Transcribe the material below exactly as it appears.

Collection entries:
◇ ◇ ◇

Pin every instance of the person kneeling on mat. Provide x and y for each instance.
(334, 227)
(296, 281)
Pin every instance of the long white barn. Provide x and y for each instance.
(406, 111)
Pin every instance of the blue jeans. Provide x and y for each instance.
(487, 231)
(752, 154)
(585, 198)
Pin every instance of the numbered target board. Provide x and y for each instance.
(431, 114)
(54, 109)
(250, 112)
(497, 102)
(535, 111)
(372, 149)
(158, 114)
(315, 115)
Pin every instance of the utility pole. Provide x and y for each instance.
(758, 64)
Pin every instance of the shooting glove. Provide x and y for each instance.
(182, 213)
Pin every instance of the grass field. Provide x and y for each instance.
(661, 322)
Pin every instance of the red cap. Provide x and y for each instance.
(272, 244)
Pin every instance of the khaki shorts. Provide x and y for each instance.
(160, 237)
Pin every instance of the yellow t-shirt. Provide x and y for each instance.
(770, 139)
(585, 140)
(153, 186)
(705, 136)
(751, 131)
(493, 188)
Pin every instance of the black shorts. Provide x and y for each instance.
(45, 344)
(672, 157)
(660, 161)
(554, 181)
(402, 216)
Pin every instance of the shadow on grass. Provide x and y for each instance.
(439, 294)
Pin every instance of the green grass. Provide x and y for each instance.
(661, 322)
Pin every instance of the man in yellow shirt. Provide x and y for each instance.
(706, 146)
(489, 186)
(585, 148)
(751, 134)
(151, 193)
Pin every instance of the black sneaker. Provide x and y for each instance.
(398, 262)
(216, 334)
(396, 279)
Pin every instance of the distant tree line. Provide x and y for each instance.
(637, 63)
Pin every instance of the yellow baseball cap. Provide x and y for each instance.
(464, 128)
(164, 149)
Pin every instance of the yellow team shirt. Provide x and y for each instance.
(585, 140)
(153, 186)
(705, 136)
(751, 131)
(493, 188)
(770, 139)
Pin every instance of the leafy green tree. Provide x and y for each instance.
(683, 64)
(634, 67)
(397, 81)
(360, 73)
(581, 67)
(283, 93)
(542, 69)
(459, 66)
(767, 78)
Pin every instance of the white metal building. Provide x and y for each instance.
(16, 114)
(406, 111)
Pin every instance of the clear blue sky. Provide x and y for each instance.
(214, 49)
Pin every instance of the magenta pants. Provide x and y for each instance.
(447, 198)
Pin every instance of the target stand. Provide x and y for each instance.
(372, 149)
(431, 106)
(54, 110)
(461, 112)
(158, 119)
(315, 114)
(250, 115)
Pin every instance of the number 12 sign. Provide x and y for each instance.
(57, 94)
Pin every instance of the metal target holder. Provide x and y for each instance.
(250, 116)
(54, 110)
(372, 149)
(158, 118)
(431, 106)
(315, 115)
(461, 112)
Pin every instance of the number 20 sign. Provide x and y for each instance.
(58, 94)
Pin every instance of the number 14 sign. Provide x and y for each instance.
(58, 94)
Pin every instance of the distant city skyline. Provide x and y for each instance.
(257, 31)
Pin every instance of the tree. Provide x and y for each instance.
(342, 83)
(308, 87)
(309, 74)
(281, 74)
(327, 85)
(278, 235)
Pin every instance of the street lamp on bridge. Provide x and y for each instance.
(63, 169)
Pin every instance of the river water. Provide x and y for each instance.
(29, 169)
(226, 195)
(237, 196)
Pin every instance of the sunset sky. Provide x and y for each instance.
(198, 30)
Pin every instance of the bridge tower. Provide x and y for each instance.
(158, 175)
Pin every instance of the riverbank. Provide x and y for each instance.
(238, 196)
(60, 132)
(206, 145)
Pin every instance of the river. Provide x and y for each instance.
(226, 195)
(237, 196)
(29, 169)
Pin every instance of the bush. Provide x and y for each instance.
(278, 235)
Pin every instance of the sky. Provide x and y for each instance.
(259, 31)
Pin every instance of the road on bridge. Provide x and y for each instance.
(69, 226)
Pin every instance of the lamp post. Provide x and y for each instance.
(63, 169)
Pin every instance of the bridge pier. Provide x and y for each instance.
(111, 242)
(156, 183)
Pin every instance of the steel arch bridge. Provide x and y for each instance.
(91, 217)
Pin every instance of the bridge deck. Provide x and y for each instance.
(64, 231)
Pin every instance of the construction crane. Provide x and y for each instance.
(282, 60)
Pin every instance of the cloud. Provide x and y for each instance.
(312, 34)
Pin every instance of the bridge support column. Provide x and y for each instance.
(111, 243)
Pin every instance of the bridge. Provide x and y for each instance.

◇ ◇ ◇

▸ Final result:
Pin every instance of the person kneeling on mat. Provide x and y for each instance.
(334, 227)
(296, 281)
Pin every instance of the long white barn. Provide x and y for each instance.
(406, 111)
Pin every instance of the blue jeans. Provide x and y for each instance.
(487, 231)
(752, 154)
(585, 198)
Pin every instance of the numbered target board. Provide x and y for each instance.
(431, 114)
(54, 109)
(250, 112)
(497, 102)
(535, 111)
(372, 149)
(158, 114)
(315, 115)
Pin every instance of the utility pole. Provide x and y for each instance.
(758, 64)
Pin every instance of the shooting glove. Provide x and y for each instance.
(182, 213)
Pin every instance of the grass field. Provide x and y for each instance.
(661, 322)
Pin every instance of the red cap. Provide x and y for each instance.
(272, 244)
Pin every instance of the khaki shorts. Provide x and y for each instance.
(160, 237)
Pin every instance of the yellow t-shirt. Provide x and y for each instance.
(770, 139)
(585, 140)
(153, 186)
(705, 136)
(751, 131)
(493, 188)
Pin every instance of the black shorts. Provide x and y for each instance.
(45, 344)
(672, 157)
(660, 161)
(554, 181)
(402, 216)
Pin every instance of the shadow on grass. Provide x and y for each instance.
(439, 294)
Pin every instance of the green grass. Provide x and y for each instance.
(661, 322)
Pin every instance of the man in yellow shirt. Provide x and y for each instance.
(706, 146)
(489, 186)
(585, 148)
(751, 134)
(151, 193)
Pin every instance of the black sneaker. Provide x and y for each instance.
(398, 262)
(216, 334)
(396, 279)
Pin every instance of the distant tree line. Provide x and y for each instance.
(637, 63)
Pin every instance of the yellow baseball cap. Provide x and y for each instance.
(464, 128)
(164, 149)
Pin every instance of the yellow team shirt. Provide x and y for each instance.
(585, 140)
(153, 186)
(705, 136)
(751, 131)
(493, 188)
(770, 139)
Pin every instance of the leafy green tree. Provide x and y for each instance.
(683, 64)
(634, 67)
(397, 81)
(360, 73)
(581, 67)
(283, 93)
(542, 69)
(459, 66)
(767, 78)
Pin every instance of the white metal building. Provide x and y for each instance.
(16, 114)
(406, 111)
Pin every instance of the clear blue sky. Provide x and y for each instance.
(214, 49)
Pin every instance of the magenta pants. Provide x and y for each instance.
(447, 198)
Pin every instance of the target stand. Provide x and y for each instance.
(372, 149)
(431, 106)
(54, 110)
(461, 112)
(158, 119)
(315, 114)
(250, 115)
Pin every instance of the number 12 sign. Provide x and y for each instance.
(57, 94)
Pin every instance of the metal target holder. Provide x and y for each instance.
(250, 116)
(54, 110)
(372, 149)
(158, 118)
(431, 106)
(315, 115)
(461, 112)
Pin every instance of the number 20 sign. Provide x and y for each instance.
(58, 94)
Pin every instance of the number 14 sign. Provide x and y for each instance.
(58, 94)
Pin every instance of the distant city skyline. Provide x and y for each instance.
(257, 31)
Pin every instance of the tree. Provide x and y for each instance.
(342, 83)
(308, 87)
(309, 74)
(281, 74)
(327, 85)
(278, 235)
Pin every instance of the street lamp on bridge. Provide x and y for each instance.
(63, 169)
Pin every instance of the river water. Provide x and y for each instance.
(29, 169)
(226, 195)
(237, 196)
Pin every instance of the sunset sky. Provide x and y for each instance.
(198, 30)
Pin every instance of the bridge tower. Provide x and y for each instance.
(158, 175)
Pin every instance of the riverbank. Provide x and y for each instance.
(238, 196)
(60, 132)
(206, 145)
Pin every instance of the river. Provide x and y for each instance.
(226, 195)
(237, 196)
(29, 169)
Pin every instance of the bush. Provide x and y for each instance.
(278, 235)
Pin every instance of the sky. Provide x and y for each instance.
(259, 31)
Pin every instance of the road on bridge. Provide x and y for each instance.
(69, 226)
Pin every instance of the lamp post. Provide x and y for each instance.
(63, 169)
Pin every instance of the bridge pier. Provide x and y for each instance.
(111, 242)
(156, 183)
Pin every instance of the steel arch bridge. Provide x and y for each instance.
(91, 217)
Pin every instance of the bridge deck. Provide x and y for each instance.
(64, 231)
Pin every instance of the construction crane. Provide x and y for each instance.
(282, 60)
Pin every instance of the cloud. Provide x and y for each instance.
(312, 34)
Pin every instance of the bridge support column. Provide x and y for each instance.
(111, 243)
Pin every instance of the bridge. Provide x and y for each instance.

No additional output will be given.